■ **Recorded data**:
»»
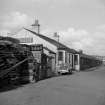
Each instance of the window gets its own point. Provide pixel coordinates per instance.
(60, 56)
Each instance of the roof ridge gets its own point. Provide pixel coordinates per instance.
(52, 41)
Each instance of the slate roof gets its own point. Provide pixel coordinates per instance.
(54, 42)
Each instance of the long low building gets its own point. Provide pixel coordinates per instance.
(65, 57)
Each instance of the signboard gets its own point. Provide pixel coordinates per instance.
(26, 40)
(37, 51)
(37, 47)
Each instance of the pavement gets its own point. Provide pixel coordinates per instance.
(81, 88)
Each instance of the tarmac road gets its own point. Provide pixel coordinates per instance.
(81, 88)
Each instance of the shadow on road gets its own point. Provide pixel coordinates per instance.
(11, 87)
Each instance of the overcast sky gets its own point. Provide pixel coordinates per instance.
(80, 23)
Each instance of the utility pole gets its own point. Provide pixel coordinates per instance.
(57, 36)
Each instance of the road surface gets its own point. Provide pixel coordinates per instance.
(81, 88)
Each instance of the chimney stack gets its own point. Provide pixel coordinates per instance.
(36, 26)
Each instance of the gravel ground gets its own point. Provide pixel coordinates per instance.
(81, 88)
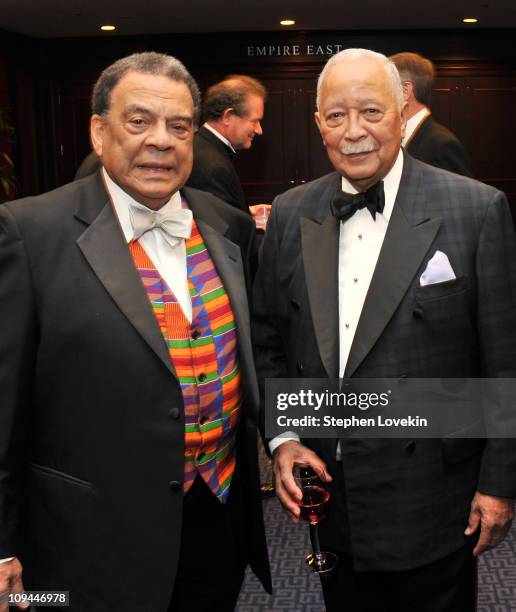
««
■ **THE TASK**: Copy the data word for word and omit every picture.

■ **EXERCISE RESULT**:
Each instance of the window gets its own point. Provide pixel coordinates per instance.
(60, 56)
Each instance of the roof ridge gets its own point. Provide pixel coordinates per instance.
(52, 41)
Each instance of the slate roof gets its own point. Provide pixel coordinates per instance.
(54, 42)
Each instance of the long low building gets its own point. Provide pixel coordinates per instance.
(65, 57)
Each instance of the signboard gets its own point. Provide pixel coordinates per instance.
(26, 40)
(37, 51)
(37, 47)
Each instance of the pavement gets its own point. Provide pixel coordinates per instance.
(81, 88)
Each instance of the tarmac road gets its own point. Provide pixel coordinates per instance.
(81, 88)
Each instance of the shadow on road gets its own point. Provide pixel coordinates per instance.
(11, 87)
Each instance of the overcast sky gets its own point. Provide pixel coordinates per instance.
(80, 23)
Each instance of the utility pole gets its own point. Provide pixel coordinates per instance.
(57, 36)
Each instance of the road surface gets its own point. Provide pixel coordinates per instance.
(81, 88)
Each instance of the chimney stack gets its own point. Provide pixel coordinates per instance.
(36, 26)
Each instance of the gravel ground gets its own point. Provide pixel coordinates per instance.
(81, 88)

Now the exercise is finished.